Detection annotation records
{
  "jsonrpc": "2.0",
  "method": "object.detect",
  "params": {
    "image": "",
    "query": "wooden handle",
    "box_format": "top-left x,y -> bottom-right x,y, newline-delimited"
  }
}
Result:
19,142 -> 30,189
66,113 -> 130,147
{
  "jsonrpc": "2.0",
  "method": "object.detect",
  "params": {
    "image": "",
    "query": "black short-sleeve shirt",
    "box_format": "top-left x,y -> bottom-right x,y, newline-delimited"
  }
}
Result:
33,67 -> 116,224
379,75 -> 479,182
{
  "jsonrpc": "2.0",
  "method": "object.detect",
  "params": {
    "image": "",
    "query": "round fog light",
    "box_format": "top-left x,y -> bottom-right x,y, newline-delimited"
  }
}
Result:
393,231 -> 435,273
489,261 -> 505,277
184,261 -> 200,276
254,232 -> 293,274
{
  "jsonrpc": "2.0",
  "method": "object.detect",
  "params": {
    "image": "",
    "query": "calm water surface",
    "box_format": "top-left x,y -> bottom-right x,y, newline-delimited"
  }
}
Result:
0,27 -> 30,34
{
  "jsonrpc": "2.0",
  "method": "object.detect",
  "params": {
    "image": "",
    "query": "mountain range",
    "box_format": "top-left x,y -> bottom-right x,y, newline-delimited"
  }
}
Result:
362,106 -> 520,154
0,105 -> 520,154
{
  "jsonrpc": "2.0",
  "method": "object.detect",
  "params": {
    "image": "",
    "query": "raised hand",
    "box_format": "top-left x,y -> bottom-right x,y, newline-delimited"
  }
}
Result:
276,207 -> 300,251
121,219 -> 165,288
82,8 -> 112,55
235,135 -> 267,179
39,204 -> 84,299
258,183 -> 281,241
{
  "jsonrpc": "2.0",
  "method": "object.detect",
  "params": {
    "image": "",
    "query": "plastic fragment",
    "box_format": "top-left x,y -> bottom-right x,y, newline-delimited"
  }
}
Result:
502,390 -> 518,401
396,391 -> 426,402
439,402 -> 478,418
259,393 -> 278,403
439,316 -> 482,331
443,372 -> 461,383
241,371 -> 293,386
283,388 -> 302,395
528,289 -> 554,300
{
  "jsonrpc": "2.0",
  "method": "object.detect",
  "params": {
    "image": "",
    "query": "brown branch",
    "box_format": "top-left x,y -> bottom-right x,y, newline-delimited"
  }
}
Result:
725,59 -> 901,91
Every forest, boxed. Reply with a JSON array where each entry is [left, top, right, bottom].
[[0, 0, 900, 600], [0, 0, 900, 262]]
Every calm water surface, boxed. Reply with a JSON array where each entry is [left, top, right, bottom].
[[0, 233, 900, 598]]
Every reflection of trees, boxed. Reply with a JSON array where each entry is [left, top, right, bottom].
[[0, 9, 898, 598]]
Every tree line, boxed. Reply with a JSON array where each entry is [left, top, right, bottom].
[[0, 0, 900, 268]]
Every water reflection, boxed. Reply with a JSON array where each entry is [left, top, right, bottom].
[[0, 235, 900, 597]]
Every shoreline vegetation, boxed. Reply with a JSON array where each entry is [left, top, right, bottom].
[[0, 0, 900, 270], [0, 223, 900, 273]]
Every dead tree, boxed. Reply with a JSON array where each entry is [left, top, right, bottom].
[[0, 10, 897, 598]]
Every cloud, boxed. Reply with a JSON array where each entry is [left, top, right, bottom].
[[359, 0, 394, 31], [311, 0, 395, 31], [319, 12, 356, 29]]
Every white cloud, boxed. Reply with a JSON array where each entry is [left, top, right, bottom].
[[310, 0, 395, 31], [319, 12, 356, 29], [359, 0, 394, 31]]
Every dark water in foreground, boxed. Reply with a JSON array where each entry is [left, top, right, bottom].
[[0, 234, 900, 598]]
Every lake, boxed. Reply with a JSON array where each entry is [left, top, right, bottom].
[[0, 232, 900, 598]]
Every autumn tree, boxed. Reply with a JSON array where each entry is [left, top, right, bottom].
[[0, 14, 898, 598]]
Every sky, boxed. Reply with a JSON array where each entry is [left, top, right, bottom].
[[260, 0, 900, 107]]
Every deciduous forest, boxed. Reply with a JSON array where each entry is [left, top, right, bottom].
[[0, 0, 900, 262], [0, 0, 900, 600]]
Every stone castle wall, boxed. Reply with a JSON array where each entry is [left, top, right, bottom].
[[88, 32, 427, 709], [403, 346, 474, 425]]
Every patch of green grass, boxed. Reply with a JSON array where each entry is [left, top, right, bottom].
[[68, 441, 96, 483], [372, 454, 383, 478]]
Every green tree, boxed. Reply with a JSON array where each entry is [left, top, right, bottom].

Given problem -
Can you copy out every line of the material, requests included, starting at the line that contains "Every stone castle" and continuing through the end, while shifting each box coordinate in the answers by -3?

Expected output -
Every stone castle wall, boxed. Reply with a JSON array where each entry is [left, top, right, bottom].
[[85, 29, 424, 706], [400, 343, 471, 422]]
Every patch of green grass, boxed. Reply with a JSON array where each entry is [left, top, right, bottom].
[[65, 438, 93, 480], [369, 451, 380, 475]]
Every green tree, boxed. Reply with a JSON array where each entry is [left, top, right, bottom].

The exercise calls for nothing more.